Task item -
Output the records in full, exactly as given.

Provided material -

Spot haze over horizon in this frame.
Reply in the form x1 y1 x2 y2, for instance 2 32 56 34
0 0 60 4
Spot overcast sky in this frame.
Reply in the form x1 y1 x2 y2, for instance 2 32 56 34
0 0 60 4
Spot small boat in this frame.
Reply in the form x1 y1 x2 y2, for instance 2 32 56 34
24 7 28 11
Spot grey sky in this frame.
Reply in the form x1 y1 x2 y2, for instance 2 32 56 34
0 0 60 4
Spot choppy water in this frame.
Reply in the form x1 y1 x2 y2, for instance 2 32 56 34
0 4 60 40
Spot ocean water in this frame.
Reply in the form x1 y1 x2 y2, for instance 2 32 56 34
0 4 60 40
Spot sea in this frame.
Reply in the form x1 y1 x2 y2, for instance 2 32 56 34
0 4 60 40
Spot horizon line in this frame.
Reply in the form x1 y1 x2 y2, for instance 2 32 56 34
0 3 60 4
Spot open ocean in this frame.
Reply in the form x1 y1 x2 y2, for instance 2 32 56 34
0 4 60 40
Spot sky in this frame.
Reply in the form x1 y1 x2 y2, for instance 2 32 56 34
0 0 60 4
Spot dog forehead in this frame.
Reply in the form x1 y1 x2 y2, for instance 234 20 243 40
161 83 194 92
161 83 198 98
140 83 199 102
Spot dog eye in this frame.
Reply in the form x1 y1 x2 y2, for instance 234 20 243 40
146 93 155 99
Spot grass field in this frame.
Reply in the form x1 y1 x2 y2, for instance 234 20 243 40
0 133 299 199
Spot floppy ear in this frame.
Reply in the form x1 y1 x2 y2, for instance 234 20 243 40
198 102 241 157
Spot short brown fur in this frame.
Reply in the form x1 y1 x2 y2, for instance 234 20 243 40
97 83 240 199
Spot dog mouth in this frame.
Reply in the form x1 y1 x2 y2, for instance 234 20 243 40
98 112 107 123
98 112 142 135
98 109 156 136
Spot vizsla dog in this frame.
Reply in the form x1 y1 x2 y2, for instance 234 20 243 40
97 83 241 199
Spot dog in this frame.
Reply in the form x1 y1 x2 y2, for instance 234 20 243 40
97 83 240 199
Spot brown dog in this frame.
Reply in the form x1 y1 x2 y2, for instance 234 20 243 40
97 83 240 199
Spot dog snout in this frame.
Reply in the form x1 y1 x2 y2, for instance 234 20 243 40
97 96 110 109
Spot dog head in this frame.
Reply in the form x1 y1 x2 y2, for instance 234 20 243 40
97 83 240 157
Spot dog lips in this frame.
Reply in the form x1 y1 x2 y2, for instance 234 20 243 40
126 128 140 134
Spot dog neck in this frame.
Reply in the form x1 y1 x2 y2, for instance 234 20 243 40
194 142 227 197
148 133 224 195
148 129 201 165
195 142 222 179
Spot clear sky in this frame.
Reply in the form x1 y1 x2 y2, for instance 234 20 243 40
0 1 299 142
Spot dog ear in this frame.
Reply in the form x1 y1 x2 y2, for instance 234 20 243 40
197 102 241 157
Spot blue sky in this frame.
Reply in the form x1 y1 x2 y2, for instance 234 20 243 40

Answer box -
Spot haze over horizon in this frame.
Reply in the form x1 y1 x2 y2, for instance 2 32 56 34
0 0 60 4
Spot overcast sky in this frame.
Reply in the form x1 y1 x2 y2, for instance 2 32 56 34
0 0 60 4
Spot small boat in this frame.
Reply in the form x1 y1 x2 y2, for instance 2 32 56 34
24 7 28 11
Spot grey sky in this frame.
Reply in the form x1 y1 x2 y2, for instance 2 32 56 34
0 0 60 4
Spot choppy water in this frame.
Reply in the form x1 y1 x2 y2, for instance 2 32 56 34
0 4 60 40
Spot ocean water in this frame.
Reply in the form x1 y1 x2 y2, for instance 2 32 56 34
0 4 60 40
Spot sea in this frame.
Reply in the form x1 y1 x2 y2, for instance 2 32 56 34
0 4 60 40
Spot horizon line in this frame.
Reply in the form x1 y1 x2 y2, for instance 2 32 56 34
0 3 60 4
Spot open ocean in this frame.
Reply in the form x1 y1 x2 y2, for instance 2 32 56 34
0 4 60 40
Spot sky in this frame.
Reply in the form x1 y1 x2 y2, for instance 2 32 56 34
0 0 60 4
Spot dog forehead in this frame.
Reply in the form x1 y1 x2 y2, for instance 234 20 243 40
161 83 194 92
161 83 198 98
140 83 199 102
Spot dog eye in this frame.
Reply in the form x1 y1 x2 y2, for instance 234 20 243 40
146 93 155 99
Spot grass field in this frame.
Reply in the form x1 y1 x2 y2, for instance 234 20 243 40
0 133 299 199
Spot floppy ear in this frame.
Reply in the form x1 y1 x2 y2, for instance 234 20 243 40
198 102 241 157
Spot short brown fur in this frame.
Reply in the form x1 y1 x2 y2, for instance 234 20 243 40
97 83 240 199
Spot dog mouth in this frame.
Reply in the form x1 y1 x2 y2, for instance 234 20 243 40
98 112 107 123
98 112 142 135
98 109 156 136
Spot vizsla dog in this frame.
Reply in the form x1 y1 x2 y2, for instance 234 20 243 40
97 83 241 199
Spot dog in this frame.
Reply in the form x1 y1 x2 y2, for instance 234 20 243 40
97 83 240 199
Spot brown dog in this frame.
Reply in the form x1 y1 x2 y2, for instance 234 20 243 40
97 83 240 199
Spot dog snout in this frame.
Reply in the form x1 y1 x2 y2, for instance 234 20 243 40
97 96 110 109
Spot dog head in this frame.
Reply in the form x1 y1 x2 y2, for instance 234 20 243 40
97 83 240 157
Spot dog lips in this frame.
Reply in the form x1 y1 x2 y2, for instance 234 20 243 40
126 128 140 134
Spot dog neck in this frame.
Reply in the form x1 y1 x2 y2, for instance 234 20 243 40
194 142 227 197
148 133 224 195
148 129 201 165
195 142 222 179
Spot clear sky in this frame.
Reply in the form x1 y1 x2 y2, for instance 234 20 243 40
0 1 299 142
Spot dog ear in this frame.
Reply in the form x1 y1 x2 y2, for instance 234 20 243 40
197 102 241 157
Spot blue sky in this frame.
Reply in the form x1 y1 x2 y2, for instance 234 20 243 40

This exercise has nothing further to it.